- **WORK ITEM**
From the entries below, please gather each line containing the string "point".

#####

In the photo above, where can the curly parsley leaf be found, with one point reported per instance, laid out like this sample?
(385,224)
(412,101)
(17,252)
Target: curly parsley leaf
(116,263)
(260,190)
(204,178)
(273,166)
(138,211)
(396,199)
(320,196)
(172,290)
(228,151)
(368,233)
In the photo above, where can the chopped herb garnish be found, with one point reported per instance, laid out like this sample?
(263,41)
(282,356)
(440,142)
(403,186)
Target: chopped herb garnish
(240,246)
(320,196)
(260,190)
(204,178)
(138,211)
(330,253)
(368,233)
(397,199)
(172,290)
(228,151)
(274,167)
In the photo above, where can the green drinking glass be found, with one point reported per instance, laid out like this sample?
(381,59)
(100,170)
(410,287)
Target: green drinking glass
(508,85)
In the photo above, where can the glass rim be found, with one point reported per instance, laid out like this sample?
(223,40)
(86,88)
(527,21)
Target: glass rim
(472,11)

#####

- **YOUR RESPONSE**
In the photo above, where can the curly parsley leaf be found, with one point reported per instance, laid out like this sample?
In the photo above, where can the chopped herb garnish be found, with one point reported per instance, laid out like this sample?
In the photo above, where can the green drinking glass be found, with one point reported per instance, laid out like this sample?
In the photo above, where can the glass rim be found, with one point reported per instance, laid out like this sample?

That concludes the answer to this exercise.